Stored records:
- - - -

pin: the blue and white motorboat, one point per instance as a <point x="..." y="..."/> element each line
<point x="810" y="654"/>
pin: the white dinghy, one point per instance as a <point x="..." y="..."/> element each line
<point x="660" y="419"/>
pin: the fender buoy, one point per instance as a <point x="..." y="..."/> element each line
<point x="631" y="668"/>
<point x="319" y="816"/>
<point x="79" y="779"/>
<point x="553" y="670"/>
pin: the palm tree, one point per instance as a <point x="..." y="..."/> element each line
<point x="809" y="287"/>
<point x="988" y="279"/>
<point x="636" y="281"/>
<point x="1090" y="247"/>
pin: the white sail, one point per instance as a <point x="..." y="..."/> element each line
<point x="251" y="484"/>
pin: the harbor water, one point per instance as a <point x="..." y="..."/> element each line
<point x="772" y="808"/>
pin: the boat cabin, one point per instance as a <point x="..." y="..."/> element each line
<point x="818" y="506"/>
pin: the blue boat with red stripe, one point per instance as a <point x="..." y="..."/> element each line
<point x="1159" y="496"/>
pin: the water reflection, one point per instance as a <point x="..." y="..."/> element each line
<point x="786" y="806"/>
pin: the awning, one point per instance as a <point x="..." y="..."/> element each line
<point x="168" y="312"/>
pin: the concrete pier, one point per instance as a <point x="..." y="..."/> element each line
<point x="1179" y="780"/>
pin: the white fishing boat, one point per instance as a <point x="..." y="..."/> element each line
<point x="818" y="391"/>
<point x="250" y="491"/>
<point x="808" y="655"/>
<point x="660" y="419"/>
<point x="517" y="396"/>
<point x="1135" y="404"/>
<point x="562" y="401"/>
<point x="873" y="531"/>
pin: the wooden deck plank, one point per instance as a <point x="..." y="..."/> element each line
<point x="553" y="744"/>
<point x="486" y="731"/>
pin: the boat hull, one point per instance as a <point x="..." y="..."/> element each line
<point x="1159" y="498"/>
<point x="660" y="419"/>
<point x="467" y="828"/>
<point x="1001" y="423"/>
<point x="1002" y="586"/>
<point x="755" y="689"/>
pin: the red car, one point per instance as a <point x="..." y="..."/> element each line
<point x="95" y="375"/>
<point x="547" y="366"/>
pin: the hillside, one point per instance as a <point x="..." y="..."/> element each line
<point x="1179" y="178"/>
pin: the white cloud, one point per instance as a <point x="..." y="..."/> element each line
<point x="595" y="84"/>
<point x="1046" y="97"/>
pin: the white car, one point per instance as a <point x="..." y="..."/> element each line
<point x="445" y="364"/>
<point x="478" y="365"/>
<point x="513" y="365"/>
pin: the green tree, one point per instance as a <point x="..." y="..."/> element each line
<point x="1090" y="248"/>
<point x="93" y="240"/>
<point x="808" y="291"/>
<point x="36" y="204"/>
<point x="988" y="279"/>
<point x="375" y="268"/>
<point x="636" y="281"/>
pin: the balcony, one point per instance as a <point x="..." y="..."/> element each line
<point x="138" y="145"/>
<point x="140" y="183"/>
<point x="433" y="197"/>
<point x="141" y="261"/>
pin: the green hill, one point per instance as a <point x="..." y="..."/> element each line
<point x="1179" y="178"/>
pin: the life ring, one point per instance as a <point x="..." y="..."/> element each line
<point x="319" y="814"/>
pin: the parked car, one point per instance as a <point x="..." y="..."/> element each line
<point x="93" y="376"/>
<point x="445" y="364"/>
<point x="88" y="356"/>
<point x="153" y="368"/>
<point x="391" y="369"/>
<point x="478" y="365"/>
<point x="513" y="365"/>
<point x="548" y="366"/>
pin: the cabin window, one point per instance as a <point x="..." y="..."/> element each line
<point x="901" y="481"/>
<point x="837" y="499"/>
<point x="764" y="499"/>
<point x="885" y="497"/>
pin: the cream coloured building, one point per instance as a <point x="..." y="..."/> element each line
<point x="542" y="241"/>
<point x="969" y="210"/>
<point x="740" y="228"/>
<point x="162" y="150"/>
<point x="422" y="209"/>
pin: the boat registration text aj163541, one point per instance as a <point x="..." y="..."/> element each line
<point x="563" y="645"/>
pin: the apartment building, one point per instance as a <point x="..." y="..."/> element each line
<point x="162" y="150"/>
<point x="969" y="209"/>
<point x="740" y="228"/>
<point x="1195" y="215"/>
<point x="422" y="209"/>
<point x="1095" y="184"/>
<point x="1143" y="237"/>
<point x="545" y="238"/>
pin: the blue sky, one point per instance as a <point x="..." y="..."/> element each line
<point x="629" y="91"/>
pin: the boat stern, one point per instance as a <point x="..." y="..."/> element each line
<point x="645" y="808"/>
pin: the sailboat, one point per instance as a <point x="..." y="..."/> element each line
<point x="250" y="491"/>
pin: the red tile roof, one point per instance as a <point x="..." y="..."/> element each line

- - - -

§ **INSTRUCTIONS FOR THE TASK**: All of the lines above must be returned exactly.

§ **SOLUTION**:
pin: the blue and white motorboat, one point per instance as a <point x="..." y="..."/> element each line
<point x="810" y="654"/>
pin: the white dinghy, one point per instance as a <point x="..." y="..."/> element each line
<point x="660" y="419"/>
pin: the fender buoy, one point per instance as a <point x="..." y="..."/> element each line
<point x="631" y="668"/>
<point x="319" y="816"/>
<point x="79" y="779"/>
<point x="553" y="670"/>
pin: the palm tree, one point per instance as a <point x="..." y="..."/> element each line
<point x="809" y="287"/>
<point x="988" y="279"/>
<point x="636" y="281"/>
<point x="1090" y="247"/>
pin: the white sail, one point per instance as a <point x="..." y="..."/> element each line
<point x="251" y="484"/>
pin: the harbor water, one point per instance as a <point x="..." y="..."/> element each line
<point x="772" y="808"/>
pin: the boat cabin, one point per instance as a <point x="..." y="..."/> element each line
<point x="818" y="506"/>
pin: the blue boat with red stripe, one point per instance as a <point x="..." y="..."/> element each line
<point x="1159" y="496"/>
pin: the water reflection, one point per instance as a <point x="..." y="..."/> element each line
<point x="786" y="806"/>
pin: the awning, one point per instance as a <point x="..." y="..."/> element each line
<point x="168" y="312"/>
pin: the concrete pier, one point per instance as a <point x="..." y="..."/> element each line
<point x="1179" y="780"/>
pin: the white fishing boat, one point per instance as a <point x="..." y="..."/> element each line
<point x="818" y="391"/>
<point x="250" y="491"/>
<point x="808" y="655"/>
<point x="660" y="419"/>
<point x="517" y="396"/>
<point x="1135" y="404"/>
<point x="562" y="401"/>
<point x="873" y="531"/>
pin: the wooden deck plank, one point per instance as a <point x="..." y="..."/> element each line
<point x="553" y="744"/>
<point x="486" y="731"/>
pin: the boat hull, one point per instance as a <point x="..." y="..."/> element each line
<point x="1159" y="498"/>
<point x="660" y="419"/>
<point x="467" y="828"/>
<point x="1001" y="423"/>
<point x="1002" y="586"/>
<point x="755" y="689"/>
pin: the red car, one point per instance as a <point x="..." y="..."/> element each line
<point x="95" y="375"/>
<point x="547" y="366"/>
pin: the hillside, one point per instance as a <point x="..." y="..."/> element each line
<point x="1179" y="178"/>
pin: the white cloud, one point per instance as a <point x="..." y="..."/> element each line
<point x="595" y="84"/>
<point x="1046" y="97"/>
pin: the white car, one point per instance as a <point x="..." y="..."/> element each line
<point x="445" y="364"/>
<point x="478" y="365"/>
<point x="513" y="365"/>
pin: the green tree, one point per instance as a <point x="..." y="..."/> element each line
<point x="1090" y="248"/>
<point x="93" y="240"/>
<point x="808" y="291"/>
<point x="36" y="204"/>
<point x="988" y="279"/>
<point x="375" y="268"/>
<point x="636" y="281"/>
pin: the balcony, one point per instance as a <point x="..." y="..."/> element each line
<point x="138" y="145"/>
<point x="140" y="183"/>
<point x="433" y="197"/>
<point x="141" y="261"/>
pin: the green hill, one point per instance as a <point x="..." y="..."/> element each line
<point x="1179" y="178"/>
pin: the life ring, one point per instance as a <point x="..." y="..."/> element each line
<point x="319" y="814"/>
pin: the parked car, one point per instance as a <point x="..." y="..."/> element each line
<point x="93" y="376"/>
<point x="445" y="364"/>
<point x="88" y="356"/>
<point x="153" y="368"/>
<point x="391" y="369"/>
<point x="478" y="365"/>
<point x="513" y="365"/>
<point x="548" y="366"/>
pin: the cabin window, one point per instance as a <point x="..." y="..."/> element each line
<point x="901" y="481"/>
<point x="837" y="499"/>
<point x="764" y="499"/>
<point x="885" y="497"/>
pin: the cream coloured building, one point per instance as a <point x="..." y="..."/> element each line
<point x="542" y="241"/>
<point x="969" y="210"/>
<point x="740" y="228"/>
<point x="162" y="150"/>
<point x="422" y="209"/>
pin: the boat registration text aj163541, one point per instance as a <point x="..." y="..."/> element each line
<point x="563" y="645"/>
pin: the apartment building, one point per instance as a <point x="..." y="..."/> element each line
<point x="162" y="150"/>
<point x="969" y="209"/>
<point x="740" y="228"/>
<point x="1195" y="215"/>
<point x="422" y="209"/>
<point x="1095" y="184"/>
<point x="1143" y="237"/>
<point x="545" y="238"/>
pin: the blue sky, one point per instance as a <point x="..." y="..."/> element each line
<point x="629" y="91"/>
pin: the boat stern, one point per instance as a <point x="..." y="..."/> element each line
<point x="645" y="808"/>
pin: the sailboat, one point per instance as a <point x="..." y="..."/> element each line
<point x="250" y="491"/>
pin: the red tile roof, one point per instance as a <point x="..." y="..."/> element each line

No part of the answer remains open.